> [Records to process]:
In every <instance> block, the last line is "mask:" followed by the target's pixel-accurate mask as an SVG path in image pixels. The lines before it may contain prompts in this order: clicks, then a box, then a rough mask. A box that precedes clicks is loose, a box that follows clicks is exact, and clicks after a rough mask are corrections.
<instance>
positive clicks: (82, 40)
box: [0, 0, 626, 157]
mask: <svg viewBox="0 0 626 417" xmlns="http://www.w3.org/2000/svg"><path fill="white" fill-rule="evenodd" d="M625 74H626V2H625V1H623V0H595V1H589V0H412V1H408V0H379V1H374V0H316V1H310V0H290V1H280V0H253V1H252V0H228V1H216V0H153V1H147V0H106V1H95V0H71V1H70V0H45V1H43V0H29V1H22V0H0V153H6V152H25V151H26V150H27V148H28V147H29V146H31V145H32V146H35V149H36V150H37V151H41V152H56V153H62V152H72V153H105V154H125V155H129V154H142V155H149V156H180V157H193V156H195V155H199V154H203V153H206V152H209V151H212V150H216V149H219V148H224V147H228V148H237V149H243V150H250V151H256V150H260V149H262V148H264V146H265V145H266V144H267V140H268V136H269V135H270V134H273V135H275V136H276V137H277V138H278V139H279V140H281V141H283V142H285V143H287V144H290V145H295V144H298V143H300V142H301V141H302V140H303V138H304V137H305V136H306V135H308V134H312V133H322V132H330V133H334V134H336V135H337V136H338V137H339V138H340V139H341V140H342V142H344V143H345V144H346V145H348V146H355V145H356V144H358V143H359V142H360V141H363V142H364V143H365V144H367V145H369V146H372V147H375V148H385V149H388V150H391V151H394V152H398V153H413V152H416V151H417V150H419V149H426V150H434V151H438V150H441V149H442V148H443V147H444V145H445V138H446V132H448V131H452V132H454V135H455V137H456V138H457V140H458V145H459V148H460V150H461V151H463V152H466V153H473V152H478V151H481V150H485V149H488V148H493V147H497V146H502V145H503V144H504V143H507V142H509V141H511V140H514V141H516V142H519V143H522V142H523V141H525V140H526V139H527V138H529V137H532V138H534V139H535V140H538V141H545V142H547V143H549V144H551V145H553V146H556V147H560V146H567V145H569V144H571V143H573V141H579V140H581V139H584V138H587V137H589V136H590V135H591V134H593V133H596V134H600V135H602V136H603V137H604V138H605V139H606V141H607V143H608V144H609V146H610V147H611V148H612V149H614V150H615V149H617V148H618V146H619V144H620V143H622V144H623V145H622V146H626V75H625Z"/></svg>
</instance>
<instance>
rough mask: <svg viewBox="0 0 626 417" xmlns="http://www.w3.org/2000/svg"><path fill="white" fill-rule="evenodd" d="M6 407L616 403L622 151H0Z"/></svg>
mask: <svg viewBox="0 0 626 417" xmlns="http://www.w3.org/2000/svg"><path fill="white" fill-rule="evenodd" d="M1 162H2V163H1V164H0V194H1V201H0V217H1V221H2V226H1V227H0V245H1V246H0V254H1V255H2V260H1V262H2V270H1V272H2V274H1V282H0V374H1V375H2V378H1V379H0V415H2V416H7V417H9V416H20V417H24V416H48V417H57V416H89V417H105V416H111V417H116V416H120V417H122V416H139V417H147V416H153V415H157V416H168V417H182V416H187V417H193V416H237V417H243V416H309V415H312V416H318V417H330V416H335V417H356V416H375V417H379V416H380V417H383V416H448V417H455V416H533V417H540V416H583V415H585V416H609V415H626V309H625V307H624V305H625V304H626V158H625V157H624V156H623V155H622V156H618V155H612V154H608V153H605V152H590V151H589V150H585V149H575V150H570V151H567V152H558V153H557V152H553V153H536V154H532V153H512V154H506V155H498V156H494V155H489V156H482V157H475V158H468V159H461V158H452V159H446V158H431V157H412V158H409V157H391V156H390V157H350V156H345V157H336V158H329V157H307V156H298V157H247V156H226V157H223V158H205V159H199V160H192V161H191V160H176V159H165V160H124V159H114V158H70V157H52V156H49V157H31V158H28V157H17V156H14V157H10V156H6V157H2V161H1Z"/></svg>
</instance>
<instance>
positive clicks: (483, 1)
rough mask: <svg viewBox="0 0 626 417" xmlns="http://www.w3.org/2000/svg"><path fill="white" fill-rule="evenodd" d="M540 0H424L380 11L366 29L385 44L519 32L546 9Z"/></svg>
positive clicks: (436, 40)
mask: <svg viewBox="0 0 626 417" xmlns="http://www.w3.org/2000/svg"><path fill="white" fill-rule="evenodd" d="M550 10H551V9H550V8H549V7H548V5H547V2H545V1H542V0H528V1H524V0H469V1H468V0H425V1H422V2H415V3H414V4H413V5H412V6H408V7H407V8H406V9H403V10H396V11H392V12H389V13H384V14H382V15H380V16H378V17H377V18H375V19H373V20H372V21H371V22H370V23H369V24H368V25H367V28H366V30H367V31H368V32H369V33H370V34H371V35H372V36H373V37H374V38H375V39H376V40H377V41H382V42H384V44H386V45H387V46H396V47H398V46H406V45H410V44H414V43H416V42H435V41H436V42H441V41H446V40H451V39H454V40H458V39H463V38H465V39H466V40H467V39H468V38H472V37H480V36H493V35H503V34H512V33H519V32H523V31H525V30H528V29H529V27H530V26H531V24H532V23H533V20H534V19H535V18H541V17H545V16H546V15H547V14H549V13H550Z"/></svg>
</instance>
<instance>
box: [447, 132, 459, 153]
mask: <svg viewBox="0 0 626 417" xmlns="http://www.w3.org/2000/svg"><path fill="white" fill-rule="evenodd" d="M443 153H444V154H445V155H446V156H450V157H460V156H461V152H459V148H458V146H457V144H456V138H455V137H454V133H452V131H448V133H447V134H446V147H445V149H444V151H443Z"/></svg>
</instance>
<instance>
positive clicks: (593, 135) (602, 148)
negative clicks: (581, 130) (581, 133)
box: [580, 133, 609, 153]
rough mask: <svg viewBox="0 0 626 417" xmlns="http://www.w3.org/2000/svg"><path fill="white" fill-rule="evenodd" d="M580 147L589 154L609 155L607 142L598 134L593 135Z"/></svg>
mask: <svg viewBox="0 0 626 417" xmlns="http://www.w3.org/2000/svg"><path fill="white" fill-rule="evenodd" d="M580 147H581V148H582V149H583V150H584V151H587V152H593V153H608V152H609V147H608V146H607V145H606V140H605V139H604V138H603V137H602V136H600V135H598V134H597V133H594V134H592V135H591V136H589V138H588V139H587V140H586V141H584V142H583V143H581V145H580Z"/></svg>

> [What to do]: Retype the first line of the entries and every line after it, please, through the line that contains "positive clicks: (82, 40)". Add nothing.

> [Result]:
In every <instance> block, the last line is "mask:" followed by the target's pixel-accurate mask as an SVG path in image pixels. The lines before it may contain prompts in this order: clicks, then a box, then a rough mask. A box that precedes clicks is loose, a box that follows clicks is exact, and clicks after a rough mask are corrections.
<instance>
positive clicks: (82, 40)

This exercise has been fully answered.